You can't buy me love.

You get what you pay for. Or do you? It's getting hard to tell.

For example: when is a free-to-play game not a free-to-play game? When it's Gotham City Impostors, and not actually free to play. You'll fork out a tenner or more for Warner and Monolith's messy but likeable online shooter, but if you want to access all the content and options you've just purchased, you'll either have to dip into some pricy micro-transactions or get ready for a long, hard slog to earn them.

"Gotham City Impostors offers a minimum of substantive content - maps, in particular - and a maximum of unlockables that put unrealistic demands for grinding next to a 'buy now' button," wrote Rich Stanton in our Gotham City Impostors review. "The gadget-enabled shooter at the heart of Gotham City Impostors is fun, smart, and hard to dislike. But it's impossible to recommend."

Boo! But isn't this a double-standard? In the world of single-player games, we've become accustomed to attaching value to the length of the journey; in the multiplayer arena, we want it all now, and will pay to reduce the distance between ourselves and domination. Of course, Warner's mistake is to charge at both ends and thus ensure that neither the shopping nor the levelling seems fun, as they do in Team Fortress 2 and Call of Duty respectively. You've got to pick one philosophy of value and stick to it.

These are confusing times. New business models are proliferating at the same time as gamers are getting ever more gun-shy with their money, and (in the UK, at least) have become accustomed to getting at least 20 per cent knocked off the recommended retail price. And even then, they'll only spend that much on a sure thing. "I'll wait for the inevitable price drop," goes the comments thread mantra - and definition of a self-fulfilling prophecy.

## TASK
Continue the article on game pricing and business models from the end of its last paragraph.

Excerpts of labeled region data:
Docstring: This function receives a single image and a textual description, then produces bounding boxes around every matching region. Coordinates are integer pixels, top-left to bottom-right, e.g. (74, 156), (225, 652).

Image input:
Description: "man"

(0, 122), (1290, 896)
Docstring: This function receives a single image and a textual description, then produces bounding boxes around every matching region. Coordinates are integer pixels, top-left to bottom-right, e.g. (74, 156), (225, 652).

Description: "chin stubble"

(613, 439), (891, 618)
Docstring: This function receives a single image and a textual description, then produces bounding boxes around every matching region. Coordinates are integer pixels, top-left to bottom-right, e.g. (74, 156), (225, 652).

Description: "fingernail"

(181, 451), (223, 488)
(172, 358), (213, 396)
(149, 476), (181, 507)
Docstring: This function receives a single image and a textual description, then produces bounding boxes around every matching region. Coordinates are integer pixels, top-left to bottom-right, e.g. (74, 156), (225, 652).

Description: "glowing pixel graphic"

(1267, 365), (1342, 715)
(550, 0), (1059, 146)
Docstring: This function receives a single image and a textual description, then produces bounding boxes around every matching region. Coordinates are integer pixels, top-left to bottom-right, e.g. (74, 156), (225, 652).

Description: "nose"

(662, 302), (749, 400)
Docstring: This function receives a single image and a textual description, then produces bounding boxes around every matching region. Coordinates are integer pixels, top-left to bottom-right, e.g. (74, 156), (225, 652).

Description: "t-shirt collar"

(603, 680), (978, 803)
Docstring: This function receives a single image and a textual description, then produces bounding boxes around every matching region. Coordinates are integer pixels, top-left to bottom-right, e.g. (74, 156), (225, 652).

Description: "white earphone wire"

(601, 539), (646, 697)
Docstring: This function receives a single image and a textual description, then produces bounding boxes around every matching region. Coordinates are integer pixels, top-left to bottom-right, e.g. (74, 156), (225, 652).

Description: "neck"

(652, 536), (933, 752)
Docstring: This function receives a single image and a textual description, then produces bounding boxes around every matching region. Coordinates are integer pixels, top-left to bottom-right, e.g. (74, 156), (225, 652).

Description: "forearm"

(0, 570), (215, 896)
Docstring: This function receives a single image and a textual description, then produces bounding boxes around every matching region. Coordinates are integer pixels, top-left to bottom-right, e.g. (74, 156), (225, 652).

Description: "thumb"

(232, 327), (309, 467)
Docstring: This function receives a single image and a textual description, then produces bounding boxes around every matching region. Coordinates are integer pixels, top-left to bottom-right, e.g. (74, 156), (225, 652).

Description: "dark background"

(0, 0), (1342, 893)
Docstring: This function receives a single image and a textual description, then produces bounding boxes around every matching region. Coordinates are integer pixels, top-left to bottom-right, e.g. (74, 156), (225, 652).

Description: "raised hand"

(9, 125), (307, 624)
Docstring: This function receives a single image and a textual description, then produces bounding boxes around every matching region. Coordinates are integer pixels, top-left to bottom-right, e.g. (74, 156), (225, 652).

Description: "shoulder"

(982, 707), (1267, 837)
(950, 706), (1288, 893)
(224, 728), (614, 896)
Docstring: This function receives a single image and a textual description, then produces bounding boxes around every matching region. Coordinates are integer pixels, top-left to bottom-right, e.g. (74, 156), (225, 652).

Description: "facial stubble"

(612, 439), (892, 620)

## OUTPUT OF THE TASK
Kingdoms of Amalur: some players are more equal than others.

That phrase was liberally applied under the generally positive reviews for this week's meaty role-player Kingdoms of Amalur: Reckoning, and with its forgettable title and lack of pedigree, it's not hard to see why. But it's also a kind of madness. It may lack charisma, but 38 Studios' game isn't remotely short of quantity or quality.

"Kingdoms of Amalur: Reckoning does all the boring, difficult parts of RPG game design very well, and marries them to exceptionally slick combat and a towering stack of stuff to do," I wrote in our review. "This well-oiled machine keeps you motoring through all the sludgy fantasy cliché and through a sluggish first act. Then - just as the world opens out and the story picks up traction - that motor really starts to sing. That's when a solid, workmanlike game becomes one that's virtually impossible to put down."

Are we getting all of it, though? In an attempt to keep us away from temptingly cheaper pre-owned copies - which, lest we forget, don't in any sense pay for games to be made - Reckoning offers some downloadable bonus quests to reward the first-time buyer via online pass.

It's an ugly and flawed solution to a problem created by retailers as much as gamers, and of course the best defence - the one employed by Rockstar, Bethesda, Infinity Ward - is to make a game so compelling that nobody will want to sell it on. Easier said than done, though, and when a talented and ambitious outfit like 38 Studios is condemned to the bargain bin before it has even released its first game, you can't deny that it has to do something to survive.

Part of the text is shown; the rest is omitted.